Task to complete: Edit the records below by replacing "outline" with "boundary", leaving every other line unchanged.

Dataset:

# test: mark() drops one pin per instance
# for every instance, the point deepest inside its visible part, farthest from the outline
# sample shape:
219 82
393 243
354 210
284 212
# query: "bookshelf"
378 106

Response below:
# test: mark() drops one pin per instance
# for every instance, the point deepest inside its visible part, farthest from the boundary
# sample shape:
219 82
393 243
354 210
284 212
# query: "bookshelf"
378 106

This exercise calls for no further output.